# Your task
Set out the data below as a numbered list with one line per item, skipping any blank lines.

--- Given information ---

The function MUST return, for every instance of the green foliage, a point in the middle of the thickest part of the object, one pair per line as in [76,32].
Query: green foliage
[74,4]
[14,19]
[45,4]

---

# Written reply
1. The function MUST return, for every instance of the green foliage, a point in the middle of the thickest part of the object, one pair per line as in [76,32].
2. Query: green foliage
3. [74,4]
4. [14,19]
5. [45,4]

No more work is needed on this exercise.